--- Given exercise ---
Rewrite the records from the first line through the line with "74 266 L 90", putting "thin branch" wherever "slender twig" appears and keeping everything else the same. Omit the pictures.

——

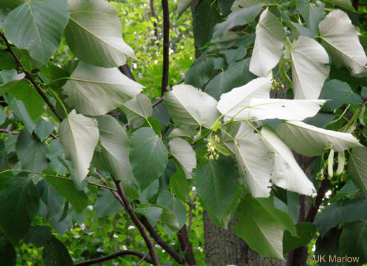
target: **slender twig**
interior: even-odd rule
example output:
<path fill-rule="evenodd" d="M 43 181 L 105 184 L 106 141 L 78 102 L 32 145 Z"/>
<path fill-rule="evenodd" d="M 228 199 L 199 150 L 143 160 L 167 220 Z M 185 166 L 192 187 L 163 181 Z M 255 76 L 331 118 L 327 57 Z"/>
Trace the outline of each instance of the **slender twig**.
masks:
<path fill-rule="evenodd" d="M 169 9 L 168 0 L 162 0 L 163 9 L 163 71 L 161 96 L 167 91 L 169 73 Z"/>
<path fill-rule="evenodd" d="M 74 266 L 90 265 L 92 264 L 103 263 L 103 261 L 110 260 L 115 258 L 121 257 L 121 256 L 127 256 L 127 255 L 136 256 L 137 257 L 141 258 L 142 259 L 143 259 L 148 263 L 153 263 L 153 260 L 152 260 L 152 258 L 150 257 L 147 256 L 147 254 L 144 254 L 143 253 L 138 252 L 136 251 L 126 250 L 126 251 L 120 251 L 116 253 L 114 253 L 113 254 L 110 254 L 105 257 L 94 258 L 90 260 L 86 260 L 86 261 L 83 261 L 82 263 L 76 263 L 76 264 L 74 264 Z"/>
<path fill-rule="evenodd" d="M 129 213 L 130 218 L 131 218 L 132 221 L 136 226 L 138 230 L 139 230 L 139 232 L 141 233 L 141 237 L 145 242 L 145 244 L 147 245 L 147 247 L 149 249 L 149 253 L 150 254 L 150 257 L 152 258 L 152 264 L 158 266 L 160 265 L 161 264 L 159 263 L 159 260 L 158 259 L 158 255 L 157 255 L 157 252 L 155 251 L 153 242 L 147 235 L 147 232 L 144 229 L 144 226 L 136 216 L 136 214 L 134 211 L 133 207 L 130 205 L 130 202 L 127 199 L 127 197 L 125 194 L 125 192 L 124 191 L 124 189 L 122 188 L 120 182 L 115 179 L 113 179 L 113 182 L 115 182 L 115 184 L 117 188 L 118 193 L 121 197 L 122 201 L 124 202 L 124 204 L 125 205 L 126 209 Z"/>
<path fill-rule="evenodd" d="M 187 227 L 187 238 L 189 238 L 190 237 L 191 226 L 192 224 L 192 209 L 194 208 L 194 202 L 195 202 L 197 195 L 198 193 L 195 193 L 194 198 L 192 198 L 192 201 L 189 204 L 189 205 L 190 206 L 190 209 L 189 211 L 189 226 Z"/>
<path fill-rule="evenodd" d="M 33 77 L 33 75 L 29 73 L 29 71 L 28 71 L 27 70 L 26 68 L 24 68 L 24 66 L 23 66 L 23 64 L 22 64 L 22 61 L 20 61 L 20 59 L 14 53 L 14 52 L 11 49 L 11 46 L 10 46 L 10 43 L 8 42 L 8 40 L 5 37 L 5 35 L 3 33 L 0 32 L 0 36 L 1 36 L 1 38 L 3 38 L 3 40 L 4 43 L 5 43 L 5 45 L 6 45 L 6 48 L 7 48 L 6 50 L 7 50 L 8 52 L 9 52 L 9 54 L 10 54 L 11 56 L 14 58 L 14 59 L 17 61 L 18 66 L 22 68 L 22 71 L 23 71 L 23 73 L 28 77 L 28 79 L 29 80 L 31 83 L 34 86 L 34 87 L 36 88 L 36 89 L 37 90 L 38 94 L 41 95 L 42 98 L 43 98 L 43 100 L 45 101 L 46 104 L 48 105 L 48 107 L 50 108 L 51 111 L 52 111 L 52 112 L 55 114 L 56 117 L 57 117 L 57 119 L 60 121 L 62 121 L 62 119 L 59 116 L 59 114 L 57 114 L 57 112 L 56 112 L 56 109 L 55 109 L 55 106 L 51 103 L 50 100 L 48 100 L 48 98 L 47 98 L 46 95 L 43 93 L 43 91 L 42 91 L 42 89 L 40 88 L 38 84 L 37 83 L 37 82 Z"/>

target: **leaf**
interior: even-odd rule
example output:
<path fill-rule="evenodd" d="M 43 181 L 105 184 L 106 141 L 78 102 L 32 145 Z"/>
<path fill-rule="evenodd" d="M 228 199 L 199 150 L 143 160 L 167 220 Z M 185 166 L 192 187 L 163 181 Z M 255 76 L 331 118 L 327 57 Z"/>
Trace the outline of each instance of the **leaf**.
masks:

——

--- Full answer ---
target: **thin branch**
interior: even-odd rule
example output:
<path fill-rule="evenodd" d="M 43 181 L 105 184 L 106 141 L 78 102 L 32 145 Z"/>
<path fill-rule="evenodd" d="M 228 199 L 199 150 L 143 160 L 167 220 Z M 185 166 L 192 187 L 163 181 Z M 255 76 L 331 118 L 327 57 Z"/>
Trace the outline of each instance of the **thin branch**.
masks:
<path fill-rule="evenodd" d="M 169 9 L 168 0 L 162 0 L 163 9 L 163 71 L 161 96 L 167 91 L 169 73 Z"/>
<path fill-rule="evenodd" d="M 74 266 L 90 265 L 92 264 L 103 263 L 103 261 L 110 260 L 115 258 L 121 257 L 121 256 L 127 256 L 127 255 L 136 256 L 137 257 L 141 258 L 142 259 L 143 259 L 148 263 L 153 263 L 153 260 L 152 260 L 152 258 L 150 257 L 147 256 L 147 254 L 144 254 L 143 253 L 138 252 L 136 251 L 126 250 L 126 251 L 120 251 L 116 253 L 114 253 L 113 254 L 110 254 L 105 257 L 94 258 L 90 260 L 86 260 L 86 261 L 83 261 L 82 263 L 76 263 L 76 264 L 74 264 Z"/>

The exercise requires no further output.